━━━━━ Podany tekst
Lalki

piątek, 21 sierpnia 2015

nowa Bianka...


U mnie zmiany za zmianami.
Najpierw Sofie dostała nowe włoski, które zmieniły jej wygląd całkowicie, a dzisiaj czas na Biankę.

Zacznę od początku.
Bianka była moją pierwszą lalą z którą zdecydowałam się "coś" zrobić. Przeszła swoją pierwszą zmianę w lutym 2013 roku, a później z czasem były poprawki. Ostatnią zmianę miała niewielką, bo poprawiłam jej tylko usteczka, które się zarysowały przy upadku. Jednak w pewien lipcowy dzień wpadłam na genialny pomysł, żeby ją znowu przemalować. Pomysł tylko wydawał się genialny, ale plan był taki, że zrobię to sama. Do Bianki mam jakoś większość śmiałość jeśli chodzi o customowanie i z takim podejściem się do niej zabrałam. Rozkręciłam, podzieliłam na części, zmyłam jej cały makijaż i wtedy stwierdziłam, że w sumie to chyba wolałabym, żeby zajął się nią ktoś profesjonalnie. Z czasem "chyba" zmieniło się w pewność, a ona biedna rozkręcona czekała w szufladzie kilka dni na moje ostateczne decyzje. Decyzje zapadły i lala pofrunęła do Hiszpanii, bo jej zmiany podjęła się Xiomara - Emily's dolls. Bianka wróciła 2 dni temu całkiem odmieniona i oto ona...
━━━━━━━━━━
━━━━━ Wyciąg danych
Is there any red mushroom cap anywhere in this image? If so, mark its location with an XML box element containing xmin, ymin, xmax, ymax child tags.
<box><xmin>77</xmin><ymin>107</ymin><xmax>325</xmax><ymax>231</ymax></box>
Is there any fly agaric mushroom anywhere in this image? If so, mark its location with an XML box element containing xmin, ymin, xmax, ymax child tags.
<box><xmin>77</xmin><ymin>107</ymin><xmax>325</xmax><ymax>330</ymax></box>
━━━━━━━━━━
◆ **Polecenie 1**:
W tekście o lalkach zmień imię „Sofie” na „Zuzia” i przepisz całość od „piątek, 21 sierpnia” aż po „czas na Biankę.”.
◆ **Polecenie 2**:
Odpowiedz na pytania na podstawie tekstu o lalkach.
(a) W którym miesiącu i roku Bianka przeszła swoją pierwszą zmianę?
(b) Do jakiego kraju pofrunęła lalka?
(c) Ile dni temu Bianka wróciła?
Dane nie są tu do niczego potrzebne.

◆ **Oczekiwana odpowiedź 1**:
piątek, 21 sierpnia 2015

nowa Bianka...


U mnie zmiany za zmianami.
Najpierw Zuzia dostała nowe włoski, które zmieniły jej wygląd całkowicie, a dzisiaj czas na Biankę.

◆ **Oczekiwana odpowiedź 2**:
(a) W lutym 2013 roku.
(b) Do Hiszpanii.
(c) 2 dni temu.